**TEXT SHOWN:**
= Beginning of Section =

Violet Affleck reveals post-viral illness while advocating for masking against COVID

While some places like Los Angeles and North Carolina have attacked masking, Affleck said masks are protective

By Nicole Karlis

Senior Writer

Published July 10, 2024 1:51PM (EDT)

Jennifer Garner and daughter Violet Affleck are seen on May 11, 2024 in Los Angeles, California. (Bellocqimages/Bauer-Griffin/GC Images/Getty Images)
Jennifer Garner and daughter Violet Affleck are seen on May 11, 2024 in Los Angeles, California. (Bellocqimages/Bauer-Griffin/GC Images/Getty Images)

Long gone are the days of mandated masking in public to protect against COVID — but many people still benefit from the practice. Violet Affleck, the 18-year-old daughter of Ben Affleck and Jennifer Garner, spoke during the public comments section of a Los Angeles County Board of Supervisors meeting asking for a return of mask mandates in county medical facilities.

= End of Section =

**EXERCISE DATA:**
= Beginning of Section =

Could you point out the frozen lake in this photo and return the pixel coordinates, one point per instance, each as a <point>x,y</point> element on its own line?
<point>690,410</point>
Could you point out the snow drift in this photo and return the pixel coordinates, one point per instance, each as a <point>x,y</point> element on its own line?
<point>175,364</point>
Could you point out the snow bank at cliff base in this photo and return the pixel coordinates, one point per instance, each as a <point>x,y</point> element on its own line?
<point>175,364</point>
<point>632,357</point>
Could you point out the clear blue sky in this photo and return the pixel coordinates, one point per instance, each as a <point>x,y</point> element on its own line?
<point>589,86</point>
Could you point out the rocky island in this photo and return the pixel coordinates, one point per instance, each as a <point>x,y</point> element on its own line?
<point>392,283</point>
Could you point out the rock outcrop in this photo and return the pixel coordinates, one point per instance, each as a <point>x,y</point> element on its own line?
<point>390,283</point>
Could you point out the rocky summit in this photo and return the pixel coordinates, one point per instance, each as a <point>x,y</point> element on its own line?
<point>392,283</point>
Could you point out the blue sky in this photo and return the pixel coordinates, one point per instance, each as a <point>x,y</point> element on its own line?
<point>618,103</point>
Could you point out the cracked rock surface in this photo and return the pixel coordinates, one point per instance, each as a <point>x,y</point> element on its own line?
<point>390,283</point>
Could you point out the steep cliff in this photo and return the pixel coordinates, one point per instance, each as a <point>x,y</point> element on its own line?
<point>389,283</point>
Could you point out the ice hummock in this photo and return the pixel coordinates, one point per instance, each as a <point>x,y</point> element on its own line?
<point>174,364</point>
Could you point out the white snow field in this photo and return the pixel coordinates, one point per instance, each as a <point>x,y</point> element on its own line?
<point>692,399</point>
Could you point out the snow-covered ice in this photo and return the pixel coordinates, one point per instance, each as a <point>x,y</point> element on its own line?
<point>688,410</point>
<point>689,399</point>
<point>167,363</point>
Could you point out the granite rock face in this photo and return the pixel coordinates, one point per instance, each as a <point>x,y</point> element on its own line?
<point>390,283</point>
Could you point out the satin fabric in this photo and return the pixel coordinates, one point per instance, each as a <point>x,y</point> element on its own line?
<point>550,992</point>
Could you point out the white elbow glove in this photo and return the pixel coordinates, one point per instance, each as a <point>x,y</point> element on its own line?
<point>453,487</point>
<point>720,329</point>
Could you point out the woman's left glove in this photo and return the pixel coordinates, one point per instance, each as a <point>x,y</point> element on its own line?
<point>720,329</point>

= End of Section =

**ASSIGNED TASK:** For each statement, say yes or no to whether it agrees with the article on Violet Affleck, and quote the article's deciding words: (a) Violet Affleck is 18 years old. (b) She spoke at a Los Angeles City Council meeting. (c) She asked for mask mandates to return in county medical facilities. The records play no part here and can be set aside.

**ANSWER SPACE:**
(a) Yes: "Violet Affleck, the 18-year-old daughter of Ben Affleck and Jennifer Garner"
(b) No: "a Los Angeles County Board of Supervisors meeting"
(c) Yes: "asking for a return of mask mandates in county medical facilities"